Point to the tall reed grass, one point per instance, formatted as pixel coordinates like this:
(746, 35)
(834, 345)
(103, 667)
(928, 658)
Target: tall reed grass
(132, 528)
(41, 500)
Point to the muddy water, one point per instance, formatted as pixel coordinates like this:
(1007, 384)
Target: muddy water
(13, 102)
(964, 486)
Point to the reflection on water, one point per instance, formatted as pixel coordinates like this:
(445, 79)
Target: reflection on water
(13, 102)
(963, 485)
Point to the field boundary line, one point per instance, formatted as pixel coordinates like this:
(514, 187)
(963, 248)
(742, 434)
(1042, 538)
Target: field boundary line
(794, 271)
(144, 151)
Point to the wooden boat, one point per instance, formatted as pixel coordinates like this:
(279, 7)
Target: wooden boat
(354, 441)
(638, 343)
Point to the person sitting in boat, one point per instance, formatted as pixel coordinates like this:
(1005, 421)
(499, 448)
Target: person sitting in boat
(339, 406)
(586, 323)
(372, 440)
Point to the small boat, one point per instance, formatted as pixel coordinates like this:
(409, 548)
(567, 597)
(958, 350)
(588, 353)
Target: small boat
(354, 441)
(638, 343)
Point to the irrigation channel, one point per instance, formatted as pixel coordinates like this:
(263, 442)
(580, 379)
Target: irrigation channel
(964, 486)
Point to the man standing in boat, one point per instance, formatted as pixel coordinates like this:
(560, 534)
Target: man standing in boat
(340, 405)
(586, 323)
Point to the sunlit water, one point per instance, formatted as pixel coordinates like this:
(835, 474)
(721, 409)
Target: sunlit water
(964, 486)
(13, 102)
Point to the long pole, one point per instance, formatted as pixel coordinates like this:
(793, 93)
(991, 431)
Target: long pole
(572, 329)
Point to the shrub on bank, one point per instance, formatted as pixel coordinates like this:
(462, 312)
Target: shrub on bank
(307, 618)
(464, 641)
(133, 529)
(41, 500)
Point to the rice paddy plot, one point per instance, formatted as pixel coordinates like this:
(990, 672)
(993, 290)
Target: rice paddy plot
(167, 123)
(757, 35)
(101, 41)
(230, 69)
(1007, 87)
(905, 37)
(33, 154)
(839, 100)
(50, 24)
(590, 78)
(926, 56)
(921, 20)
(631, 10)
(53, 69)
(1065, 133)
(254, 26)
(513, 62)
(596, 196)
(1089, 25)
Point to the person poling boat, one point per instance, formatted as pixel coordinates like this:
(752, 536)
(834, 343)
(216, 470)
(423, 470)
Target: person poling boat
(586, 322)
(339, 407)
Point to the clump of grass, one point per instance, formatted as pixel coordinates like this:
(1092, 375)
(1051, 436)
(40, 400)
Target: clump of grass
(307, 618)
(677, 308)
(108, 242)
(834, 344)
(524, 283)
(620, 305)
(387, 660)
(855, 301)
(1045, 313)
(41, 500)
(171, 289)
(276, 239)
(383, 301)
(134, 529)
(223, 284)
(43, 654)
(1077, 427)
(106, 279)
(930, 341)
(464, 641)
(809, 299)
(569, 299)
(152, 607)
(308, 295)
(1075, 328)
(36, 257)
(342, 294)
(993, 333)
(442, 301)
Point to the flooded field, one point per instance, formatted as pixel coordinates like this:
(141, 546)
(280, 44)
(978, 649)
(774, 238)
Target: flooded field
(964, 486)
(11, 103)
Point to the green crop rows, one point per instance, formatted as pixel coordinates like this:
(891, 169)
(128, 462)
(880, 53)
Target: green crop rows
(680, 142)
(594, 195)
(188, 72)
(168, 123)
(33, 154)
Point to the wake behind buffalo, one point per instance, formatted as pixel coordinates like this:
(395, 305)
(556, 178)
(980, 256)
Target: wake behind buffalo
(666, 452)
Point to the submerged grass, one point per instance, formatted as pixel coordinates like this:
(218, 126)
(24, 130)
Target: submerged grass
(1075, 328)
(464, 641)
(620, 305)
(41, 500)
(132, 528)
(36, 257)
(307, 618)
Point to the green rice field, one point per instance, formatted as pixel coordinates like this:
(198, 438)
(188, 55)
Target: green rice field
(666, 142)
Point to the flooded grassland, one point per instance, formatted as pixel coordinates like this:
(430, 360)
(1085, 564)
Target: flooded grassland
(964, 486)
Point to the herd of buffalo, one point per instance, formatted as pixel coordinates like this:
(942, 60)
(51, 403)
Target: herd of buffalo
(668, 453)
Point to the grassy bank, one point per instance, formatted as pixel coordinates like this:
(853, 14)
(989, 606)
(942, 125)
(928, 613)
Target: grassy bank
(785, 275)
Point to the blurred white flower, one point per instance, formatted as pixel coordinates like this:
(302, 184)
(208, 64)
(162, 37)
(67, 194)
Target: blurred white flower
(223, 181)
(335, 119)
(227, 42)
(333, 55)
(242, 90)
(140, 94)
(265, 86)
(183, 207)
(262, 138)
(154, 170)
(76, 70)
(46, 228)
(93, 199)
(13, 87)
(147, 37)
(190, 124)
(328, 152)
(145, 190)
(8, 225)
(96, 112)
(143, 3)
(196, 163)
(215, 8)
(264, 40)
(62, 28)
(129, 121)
────
## Description of the task
A verbatim copy of every entry is required.

## Written answer
Point to the tall reed grass, one point per instance, formatted as pixel coordinates like this:
(746, 35)
(834, 345)
(103, 667)
(928, 658)
Target: tall reed grass
(132, 528)
(41, 500)
Point to the muddy water, one point per instance, formatted as pixel coordinates like this:
(1007, 384)
Target: muddy water
(13, 102)
(964, 486)
Point to the reflection on water, one point per instance, formatted as pixel coordinates like this:
(445, 79)
Target: reflection on water
(13, 102)
(963, 485)
Point to the field boundary line, one point per instance, formatted as pixel coordinates like this:
(514, 187)
(963, 248)
(742, 434)
(1042, 538)
Target: field boundary line
(794, 271)
(144, 151)
Point to the wooden boat, one point per instance, formatted as pixel coordinates like this:
(279, 7)
Target: wooden boat
(354, 441)
(638, 343)
Point to the person sitting in boat, one point per instance, formatted as pixel coordinates like this:
(1005, 421)
(499, 448)
Target: person sitting in boat
(339, 406)
(586, 323)
(372, 440)
Point to the small boat, one point per instance, formatted as pixel coordinates like this:
(409, 548)
(567, 597)
(958, 350)
(588, 353)
Target: small boat
(354, 441)
(638, 343)
Point to the irrigation channel, one point per instance, formatted as pixel coordinates like this:
(263, 442)
(580, 379)
Target: irrigation channel
(964, 486)
Point to the man standing in boat, one point per instance, formatted as pixel coordinates like this:
(560, 534)
Target: man standing in boat
(340, 405)
(586, 323)
Point to the sunlit water, one point per instance, formatted as pixel coordinates like this:
(835, 474)
(721, 409)
Target: sunlit water
(964, 486)
(13, 102)
Point to the long pole, one point per instance, formatted as pixel coordinates like this:
(793, 93)
(991, 431)
Target: long pole
(572, 329)
Point to the shrub on bank, one point per instance, formatted as pixel coordinates like this:
(462, 312)
Target: shrub on bank
(307, 618)
(464, 641)
(133, 529)
(41, 500)
Point to the rice paddy plot, one point per instance, formatted as pixel coordinates like this:
(990, 672)
(993, 290)
Target: rice paddy plot
(167, 123)
(757, 35)
(101, 41)
(230, 69)
(1007, 87)
(905, 37)
(33, 154)
(839, 100)
(50, 24)
(590, 78)
(926, 56)
(921, 20)
(631, 10)
(53, 69)
(1065, 133)
(254, 26)
(513, 62)
(596, 196)
(1089, 25)
Point to the person poling boat, one point per instance, formatted as pixel coordinates like this:
(752, 536)
(834, 343)
(216, 470)
(423, 470)
Target: person poling boat
(586, 322)
(339, 407)
Point to the clump of grass, one point per instance, formatted as pixel coordinates like this:
(1092, 375)
(1051, 436)
(40, 400)
Target: clump of grass
(307, 618)
(677, 308)
(108, 242)
(834, 344)
(524, 283)
(620, 305)
(387, 660)
(855, 301)
(1045, 313)
(41, 500)
(171, 289)
(276, 239)
(383, 301)
(134, 529)
(223, 284)
(43, 654)
(1077, 427)
(106, 279)
(930, 341)
(464, 641)
(809, 299)
(569, 299)
(152, 607)
(308, 295)
(1075, 328)
(36, 257)
(342, 294)
(993, 333)
(442, 301)
Point to the flooded field, one point per instance, formatted as pixel coordinates like this:
(141, 546)
(280, 44)
(978, 649)
(774, 238)
Target: flooded field
(964, 486)
(11, 103)
Point to the green crop rows, one point per instance, formatted as pixel coordinates like this:
(891, 169)
(128, 462)
(880, 53)
Target: green crop rows
(680, 142)
(594, 195)
(188, 72)
(168, 123)
(33, 154)
Point to the wake behind buffalo, one point per instance, formatted as pixel coordinates like this:
(395, 305)
(556, 178)
(980, 256)
Target: wake behind buffalo
(666, 452)
Point to the submerged grass, one point per instance, formatted as pixel coordinates like this:
(218, 126)
(24, 130)
Target: submerged grass
(1075, 328)
(464, 641)
(620, 305)
(41, 500)
(132, 528)
(36, 257)
(307, 618)
Point to the green rice field, one point per instance, formatted as pixel coordinates like this:
(198, 438)
(188, 55)
Target: green rice field
(666, 142)
Point to the flooded grassland, one point per instance, formatted as pixel coordinates like this:
(430, 360)
(1085, 564)
Target: flooded grassland
(964, 486)
Point to the herd of buffalo, one point per instance, formatted as pixel coordinates like this:
(942, 60)
(51, 403)
Target: herd of buffalo
(668, 453)
Point to the grassy bank, one point per instance, formatted as pixel coordinates like this:
(853, 14)
(989, 606)
(942, 125)
(928, 613)
Target: grassy bank
(785, 275)
Point to the blurred white flower, one point per instance, formatted as pixel coordinates like this:
(302, 184)
(208, 64)
(162, 37)
(67, 194)
Target: blurred white flower
(223, 181)
(335, 119)
(227, 42)
(333, 55)
(242, 90)
(140, 94)
(265, 86)
(183, 207)
(262, 138)
(154, 170)
(76, 70)
(46, 228)
(93, 199)
(13, 87)
(147, 37)
(190, 124)
(328, 152)
(145, 190)
(8, 225)
(96, 112)
(143, 3)
(196, 163)
(215, 8)
(264, 40)
(62, 28)
(129, 121)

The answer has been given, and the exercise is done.